* _EXTRACT PROVIDED_:
Segment Open

Statement by an IMF Mission to Gabon

Press Release No. 10/449
November 19, 2010

A mission from the International Monetary Fund (IMF), led by Mr. Bernardin Akitoby, visited Libreville November 12-21, 2010 to conduct the 2010 Article IV Consultation1.

The mission had constructive discussions with the Minister of Economy, H.E. Magloire Ngambia; the Minister of Budget, H.E. Blaise Louembe; and other senior officials. It also met with donors, representatives of the private sector, and civil society.

Mr. Akitoby issued today, 19 November 2010, the following statement:

“Low prices and low demand for oil, manganese, and forestry products shrank the fiscal and current account surpluses in 2009 and turned growth moderately negative. Real GDP is forecast to increase to about 5.7 percent in 2010, reflecting increased public investment and a rebound in mining. Average annual inflation is projected to remain subdued. The non-oil primary deficit will deteriorate significantly, reflecting the increase in government investment and the fall in non-oil revenues.

“Real GDP growth in 2011 is forecast at 5.6 percent, supported by mining, wood processing, and public investment. Inflation is projected to rise to 2.3 percent due to further fiscal expansion. The foremost risk to the economic outlook is a decline in oil and manganese prices, because these commodities account for about 90 percent of total exports of goods and 45 percent of nominal GDP.

Segment Closed

[Entries from a data source]
Segment Open

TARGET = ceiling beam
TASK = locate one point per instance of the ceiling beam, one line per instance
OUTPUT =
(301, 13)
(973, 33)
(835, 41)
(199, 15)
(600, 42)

Segment Closed

* _ABOUT THIS TASK_:
Answer these questions using the IMF statement on Gabon:
1. Who led the IMF mission that visited Libreville?
2. At what rate is real GDP growth in 2011 forecast?
3. About what percentage of total exports of goods do oil and manganese account for?

* _THE ANSWER_:
1. Mr. Bernardin Akitoby
2. 5.6 percent
3. About 90 percent